Prompt: The line containing "One point rides on each instance of the memorial" and every line after it, through the last, are to be extracted exactly; no other lines belong in the answer.
>> START Task inputs
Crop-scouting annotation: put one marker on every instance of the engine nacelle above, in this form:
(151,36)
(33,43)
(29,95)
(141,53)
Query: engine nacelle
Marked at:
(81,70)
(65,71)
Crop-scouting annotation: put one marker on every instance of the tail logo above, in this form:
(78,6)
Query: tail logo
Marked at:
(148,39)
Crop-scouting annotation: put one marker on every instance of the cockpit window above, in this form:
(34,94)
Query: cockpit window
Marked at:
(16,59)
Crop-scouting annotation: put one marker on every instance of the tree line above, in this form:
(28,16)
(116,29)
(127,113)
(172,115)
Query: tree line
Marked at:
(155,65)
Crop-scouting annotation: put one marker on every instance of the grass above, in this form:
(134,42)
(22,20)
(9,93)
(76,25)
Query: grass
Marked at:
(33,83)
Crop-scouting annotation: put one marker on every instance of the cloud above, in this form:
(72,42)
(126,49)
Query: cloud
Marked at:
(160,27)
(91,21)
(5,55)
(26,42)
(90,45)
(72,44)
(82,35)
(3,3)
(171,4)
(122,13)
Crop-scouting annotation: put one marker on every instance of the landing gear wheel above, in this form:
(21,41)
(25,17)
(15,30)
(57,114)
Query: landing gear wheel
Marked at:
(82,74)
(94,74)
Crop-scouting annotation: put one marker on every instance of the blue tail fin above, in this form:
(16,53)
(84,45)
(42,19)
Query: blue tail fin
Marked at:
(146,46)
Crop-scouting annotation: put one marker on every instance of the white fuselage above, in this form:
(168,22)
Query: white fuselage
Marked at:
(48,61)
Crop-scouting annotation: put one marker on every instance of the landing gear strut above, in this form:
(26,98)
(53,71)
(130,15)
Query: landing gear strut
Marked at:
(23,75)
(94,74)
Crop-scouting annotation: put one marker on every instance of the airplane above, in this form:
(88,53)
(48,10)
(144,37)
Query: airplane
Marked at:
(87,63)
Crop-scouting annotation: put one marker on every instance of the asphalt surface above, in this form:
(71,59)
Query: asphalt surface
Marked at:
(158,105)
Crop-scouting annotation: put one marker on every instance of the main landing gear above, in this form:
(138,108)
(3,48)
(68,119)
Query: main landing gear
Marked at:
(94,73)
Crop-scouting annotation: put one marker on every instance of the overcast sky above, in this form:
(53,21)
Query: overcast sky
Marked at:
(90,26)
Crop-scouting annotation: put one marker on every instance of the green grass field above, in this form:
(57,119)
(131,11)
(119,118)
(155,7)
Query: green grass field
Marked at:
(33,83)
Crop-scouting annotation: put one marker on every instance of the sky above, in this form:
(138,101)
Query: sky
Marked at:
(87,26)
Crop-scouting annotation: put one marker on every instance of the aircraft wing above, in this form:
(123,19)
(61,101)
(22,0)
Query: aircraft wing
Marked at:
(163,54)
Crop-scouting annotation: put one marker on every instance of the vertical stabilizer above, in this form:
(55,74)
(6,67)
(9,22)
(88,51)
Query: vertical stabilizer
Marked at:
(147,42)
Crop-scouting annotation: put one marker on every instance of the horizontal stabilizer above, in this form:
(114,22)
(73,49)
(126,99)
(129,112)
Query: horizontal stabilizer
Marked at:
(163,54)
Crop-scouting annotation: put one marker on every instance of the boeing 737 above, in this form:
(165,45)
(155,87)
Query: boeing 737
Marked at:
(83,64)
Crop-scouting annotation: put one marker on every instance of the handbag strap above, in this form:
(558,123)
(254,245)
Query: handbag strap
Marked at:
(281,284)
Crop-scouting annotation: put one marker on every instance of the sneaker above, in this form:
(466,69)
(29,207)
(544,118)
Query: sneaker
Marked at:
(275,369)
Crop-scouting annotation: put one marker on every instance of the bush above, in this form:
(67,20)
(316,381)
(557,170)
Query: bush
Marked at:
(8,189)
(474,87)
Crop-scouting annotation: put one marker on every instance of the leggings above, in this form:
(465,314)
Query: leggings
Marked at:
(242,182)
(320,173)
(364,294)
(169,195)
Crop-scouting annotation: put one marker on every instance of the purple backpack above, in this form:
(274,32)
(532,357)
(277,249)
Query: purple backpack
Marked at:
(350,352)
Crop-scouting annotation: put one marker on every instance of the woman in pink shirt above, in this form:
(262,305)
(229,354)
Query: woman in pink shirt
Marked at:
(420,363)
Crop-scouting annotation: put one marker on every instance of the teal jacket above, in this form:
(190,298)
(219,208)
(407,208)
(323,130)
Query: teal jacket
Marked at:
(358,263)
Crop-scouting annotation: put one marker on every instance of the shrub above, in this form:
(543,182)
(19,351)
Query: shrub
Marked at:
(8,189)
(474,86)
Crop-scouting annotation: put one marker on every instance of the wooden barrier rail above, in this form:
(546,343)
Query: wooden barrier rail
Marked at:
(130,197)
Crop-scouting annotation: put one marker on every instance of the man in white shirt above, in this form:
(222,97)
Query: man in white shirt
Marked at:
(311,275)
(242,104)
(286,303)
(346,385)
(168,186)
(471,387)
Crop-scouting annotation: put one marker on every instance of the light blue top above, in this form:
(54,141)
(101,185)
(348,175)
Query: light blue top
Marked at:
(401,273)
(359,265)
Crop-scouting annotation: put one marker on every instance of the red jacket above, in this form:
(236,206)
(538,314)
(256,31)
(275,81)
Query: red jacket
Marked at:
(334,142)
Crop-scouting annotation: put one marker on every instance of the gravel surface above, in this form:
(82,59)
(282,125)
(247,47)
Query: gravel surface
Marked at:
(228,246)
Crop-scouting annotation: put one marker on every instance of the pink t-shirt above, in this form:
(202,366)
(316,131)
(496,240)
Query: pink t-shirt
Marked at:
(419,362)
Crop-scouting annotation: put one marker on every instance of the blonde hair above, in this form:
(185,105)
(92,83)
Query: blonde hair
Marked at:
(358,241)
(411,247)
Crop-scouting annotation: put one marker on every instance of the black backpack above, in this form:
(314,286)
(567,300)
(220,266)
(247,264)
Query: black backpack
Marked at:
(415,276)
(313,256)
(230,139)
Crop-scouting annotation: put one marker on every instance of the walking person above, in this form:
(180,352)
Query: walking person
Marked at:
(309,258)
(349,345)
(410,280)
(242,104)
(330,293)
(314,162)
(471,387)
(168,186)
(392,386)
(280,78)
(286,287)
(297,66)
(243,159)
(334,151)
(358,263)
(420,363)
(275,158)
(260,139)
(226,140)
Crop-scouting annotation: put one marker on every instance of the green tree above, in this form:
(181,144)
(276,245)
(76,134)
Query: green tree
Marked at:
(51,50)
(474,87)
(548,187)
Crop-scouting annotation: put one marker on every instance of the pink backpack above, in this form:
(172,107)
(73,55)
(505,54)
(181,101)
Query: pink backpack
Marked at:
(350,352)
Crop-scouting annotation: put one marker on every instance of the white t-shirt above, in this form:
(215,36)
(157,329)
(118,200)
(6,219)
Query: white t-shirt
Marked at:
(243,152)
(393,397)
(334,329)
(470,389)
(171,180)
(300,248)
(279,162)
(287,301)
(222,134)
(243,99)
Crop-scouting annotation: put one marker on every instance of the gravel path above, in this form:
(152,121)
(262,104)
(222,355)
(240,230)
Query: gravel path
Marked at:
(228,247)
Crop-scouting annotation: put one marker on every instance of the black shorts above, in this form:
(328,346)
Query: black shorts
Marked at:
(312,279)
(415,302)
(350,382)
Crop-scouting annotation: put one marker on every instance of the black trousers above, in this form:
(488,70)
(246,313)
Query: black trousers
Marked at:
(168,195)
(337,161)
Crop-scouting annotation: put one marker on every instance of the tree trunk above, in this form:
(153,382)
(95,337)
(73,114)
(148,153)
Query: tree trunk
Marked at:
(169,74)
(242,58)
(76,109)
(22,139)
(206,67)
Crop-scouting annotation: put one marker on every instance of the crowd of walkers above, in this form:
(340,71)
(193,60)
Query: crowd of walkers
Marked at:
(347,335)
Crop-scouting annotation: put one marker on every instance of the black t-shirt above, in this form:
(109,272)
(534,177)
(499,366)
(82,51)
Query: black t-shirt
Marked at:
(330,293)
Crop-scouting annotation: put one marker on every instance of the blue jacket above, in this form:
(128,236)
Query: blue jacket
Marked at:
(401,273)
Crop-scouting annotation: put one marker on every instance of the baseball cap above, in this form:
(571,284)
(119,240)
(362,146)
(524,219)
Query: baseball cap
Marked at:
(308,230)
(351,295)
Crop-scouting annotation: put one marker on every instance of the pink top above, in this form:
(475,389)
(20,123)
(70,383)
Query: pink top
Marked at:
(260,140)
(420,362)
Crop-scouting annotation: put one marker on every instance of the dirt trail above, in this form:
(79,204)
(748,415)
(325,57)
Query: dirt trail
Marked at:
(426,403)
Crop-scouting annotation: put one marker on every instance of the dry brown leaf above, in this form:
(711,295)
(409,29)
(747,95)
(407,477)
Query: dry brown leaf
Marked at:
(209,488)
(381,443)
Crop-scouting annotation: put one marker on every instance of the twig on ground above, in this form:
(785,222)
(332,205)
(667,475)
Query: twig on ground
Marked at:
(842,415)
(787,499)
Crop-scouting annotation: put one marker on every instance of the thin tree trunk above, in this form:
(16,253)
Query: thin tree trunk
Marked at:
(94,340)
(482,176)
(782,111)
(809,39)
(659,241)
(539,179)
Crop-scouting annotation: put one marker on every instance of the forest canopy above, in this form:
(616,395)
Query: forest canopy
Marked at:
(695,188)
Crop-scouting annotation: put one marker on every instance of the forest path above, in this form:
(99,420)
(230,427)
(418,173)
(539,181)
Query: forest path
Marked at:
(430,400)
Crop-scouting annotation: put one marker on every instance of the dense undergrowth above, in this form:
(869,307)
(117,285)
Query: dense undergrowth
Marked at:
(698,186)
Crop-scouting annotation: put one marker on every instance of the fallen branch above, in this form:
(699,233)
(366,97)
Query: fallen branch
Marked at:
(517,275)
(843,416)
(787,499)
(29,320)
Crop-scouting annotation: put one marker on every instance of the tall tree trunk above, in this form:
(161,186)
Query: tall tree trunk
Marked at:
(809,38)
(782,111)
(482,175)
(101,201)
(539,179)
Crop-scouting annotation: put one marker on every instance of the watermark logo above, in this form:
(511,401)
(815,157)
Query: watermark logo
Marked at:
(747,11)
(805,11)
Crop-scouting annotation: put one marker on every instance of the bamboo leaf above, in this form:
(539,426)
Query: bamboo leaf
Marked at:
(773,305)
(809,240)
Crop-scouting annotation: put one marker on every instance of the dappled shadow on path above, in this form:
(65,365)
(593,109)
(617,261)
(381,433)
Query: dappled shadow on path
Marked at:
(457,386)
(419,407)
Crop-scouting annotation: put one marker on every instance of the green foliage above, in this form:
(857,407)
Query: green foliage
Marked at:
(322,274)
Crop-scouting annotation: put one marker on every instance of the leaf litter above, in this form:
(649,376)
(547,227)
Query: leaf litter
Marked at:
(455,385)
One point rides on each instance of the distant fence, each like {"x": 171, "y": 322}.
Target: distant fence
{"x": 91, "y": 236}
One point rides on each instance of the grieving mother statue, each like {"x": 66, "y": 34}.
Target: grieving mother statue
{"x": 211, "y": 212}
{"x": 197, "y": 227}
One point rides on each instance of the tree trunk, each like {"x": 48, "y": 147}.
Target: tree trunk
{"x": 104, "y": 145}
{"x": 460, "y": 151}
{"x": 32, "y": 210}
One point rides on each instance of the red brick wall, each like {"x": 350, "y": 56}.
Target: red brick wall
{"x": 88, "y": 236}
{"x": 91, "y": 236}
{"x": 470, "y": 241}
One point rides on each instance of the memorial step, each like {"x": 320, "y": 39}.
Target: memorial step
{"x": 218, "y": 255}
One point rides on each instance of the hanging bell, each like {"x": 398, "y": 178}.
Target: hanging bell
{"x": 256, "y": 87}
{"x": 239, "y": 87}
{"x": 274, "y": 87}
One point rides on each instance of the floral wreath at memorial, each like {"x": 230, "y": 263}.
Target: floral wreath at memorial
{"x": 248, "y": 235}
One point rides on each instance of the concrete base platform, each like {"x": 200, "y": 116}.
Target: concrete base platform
>> END Task inputs
Exercise answer:
One point rides on each instance of the memorial step, each like {"x": 320, "y": 39}.
Target: memorial step
{"x": 218, "y": 255}
One point rides on each instance of the hanging bell, each like {"x": 398, "y": 178}.
Target: hanging bell
{"x": 256, "y": 87}
{"x": 239, "y": 87}
{"x": 274, "y": 87}
One point rides on each instance of the floral wreath at memorial, each like {"x": 230, "y": 263}.
Target: floral wreath at memorial
{"x": 248, "y": 235}
One point rides on each instance of the concrete base platform, each like {"x": 200, "y": 116}.
Target: concrete base platform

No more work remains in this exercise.